§ ARTICLE:
This book is called THE DARK: a philosophy of the negative. It runs sideways to present thinking. Most of us follow the rule of thumb: Seek the positive, sun the negative, This obviously makes sense. It gets into trouble when we discover that we don't know what is positive, and we don't know what is negative. Some necessary experiences hurt, and many pleasure are damaging. Also, we get into groups run by a dominant person, and what is positive mean whatever this dominant person would like, and what is negative means whatever this dominant person would not like. So where are we? We have to deliberately ask the question: What is good for us, what is bad for us? We have to move into unpleasant areas, and think about them for a while.

[Raw records]
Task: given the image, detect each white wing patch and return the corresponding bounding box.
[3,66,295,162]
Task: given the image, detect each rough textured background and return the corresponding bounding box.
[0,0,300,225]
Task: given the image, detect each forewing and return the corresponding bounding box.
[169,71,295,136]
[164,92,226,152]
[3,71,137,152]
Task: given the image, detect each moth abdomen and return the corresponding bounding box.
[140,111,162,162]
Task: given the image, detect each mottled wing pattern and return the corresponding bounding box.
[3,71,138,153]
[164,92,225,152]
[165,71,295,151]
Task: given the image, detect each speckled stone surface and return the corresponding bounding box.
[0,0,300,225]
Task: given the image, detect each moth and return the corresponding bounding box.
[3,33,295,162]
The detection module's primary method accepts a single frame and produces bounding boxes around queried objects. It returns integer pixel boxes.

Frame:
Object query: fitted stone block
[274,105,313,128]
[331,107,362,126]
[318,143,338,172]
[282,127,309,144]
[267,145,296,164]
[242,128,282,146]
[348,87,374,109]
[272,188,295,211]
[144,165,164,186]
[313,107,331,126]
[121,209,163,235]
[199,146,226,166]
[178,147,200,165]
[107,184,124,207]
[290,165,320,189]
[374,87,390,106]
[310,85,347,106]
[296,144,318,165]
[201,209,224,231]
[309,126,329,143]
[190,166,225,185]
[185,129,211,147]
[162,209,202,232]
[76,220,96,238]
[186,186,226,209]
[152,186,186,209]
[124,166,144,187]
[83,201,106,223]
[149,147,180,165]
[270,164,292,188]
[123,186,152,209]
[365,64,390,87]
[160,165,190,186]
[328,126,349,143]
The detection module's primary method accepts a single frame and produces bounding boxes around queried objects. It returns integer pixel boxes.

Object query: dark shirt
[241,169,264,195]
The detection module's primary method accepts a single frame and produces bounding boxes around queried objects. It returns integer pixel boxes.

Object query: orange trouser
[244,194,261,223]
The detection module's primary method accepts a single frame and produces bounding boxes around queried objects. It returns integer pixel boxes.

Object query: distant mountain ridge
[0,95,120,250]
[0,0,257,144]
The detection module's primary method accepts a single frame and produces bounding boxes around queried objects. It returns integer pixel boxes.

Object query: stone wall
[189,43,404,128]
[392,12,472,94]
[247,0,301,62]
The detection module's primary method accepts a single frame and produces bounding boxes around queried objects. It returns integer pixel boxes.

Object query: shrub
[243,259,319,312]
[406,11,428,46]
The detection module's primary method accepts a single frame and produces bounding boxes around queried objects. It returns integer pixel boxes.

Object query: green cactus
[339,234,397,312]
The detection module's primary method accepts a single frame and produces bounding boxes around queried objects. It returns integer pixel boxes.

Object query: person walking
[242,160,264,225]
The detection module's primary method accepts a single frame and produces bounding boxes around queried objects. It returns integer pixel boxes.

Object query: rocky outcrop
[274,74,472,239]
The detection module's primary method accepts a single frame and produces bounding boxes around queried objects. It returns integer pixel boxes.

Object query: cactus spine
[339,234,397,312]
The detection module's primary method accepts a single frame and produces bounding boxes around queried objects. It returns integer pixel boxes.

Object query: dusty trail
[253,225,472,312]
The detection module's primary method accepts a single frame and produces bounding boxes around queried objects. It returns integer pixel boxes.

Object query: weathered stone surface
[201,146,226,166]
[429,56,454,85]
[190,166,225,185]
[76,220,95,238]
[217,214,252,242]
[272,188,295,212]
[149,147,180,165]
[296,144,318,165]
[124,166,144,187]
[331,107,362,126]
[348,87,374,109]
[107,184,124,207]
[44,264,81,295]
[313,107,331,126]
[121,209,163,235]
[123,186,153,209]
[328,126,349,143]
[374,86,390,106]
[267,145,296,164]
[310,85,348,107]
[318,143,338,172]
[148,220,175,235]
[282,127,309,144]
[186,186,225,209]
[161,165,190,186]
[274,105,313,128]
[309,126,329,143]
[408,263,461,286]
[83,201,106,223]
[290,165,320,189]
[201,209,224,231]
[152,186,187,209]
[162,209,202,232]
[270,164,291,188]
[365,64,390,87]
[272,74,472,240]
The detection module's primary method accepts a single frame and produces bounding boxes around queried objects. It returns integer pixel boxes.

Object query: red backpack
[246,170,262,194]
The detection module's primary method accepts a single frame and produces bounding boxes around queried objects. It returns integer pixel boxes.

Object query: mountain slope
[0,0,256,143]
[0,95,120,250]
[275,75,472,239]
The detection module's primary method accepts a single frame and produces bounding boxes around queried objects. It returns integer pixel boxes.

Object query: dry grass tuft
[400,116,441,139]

§ WORK TO COMPLETE: Write out the passage on the philosophy of the negative word for word from "This book is" to "for a while.". Rely only on the passage about the philosophy of the negative.

§ WRITTEN REPLY:
This book is called THE DARK: a philosophy of the negative. It runs sideways to present thinking. Most of us follow the rule of thumb: Seek the positive, sun the negative, This obviously makes sense. It gets into trouble when we discover that we don't know what is positive, and we don't know what is negative. Some necessary experiences hurt, and many pleasure are damaging. Also, we get into groups run by a dominant person, and what is positive mean whatever this dominant person would like, and what is negative means whatever this dominant person would not like. So where are we? We have to deliberately ask the question: What is good for us, what is bad for us? We have to move into unpleasant areas, and think about them for a while.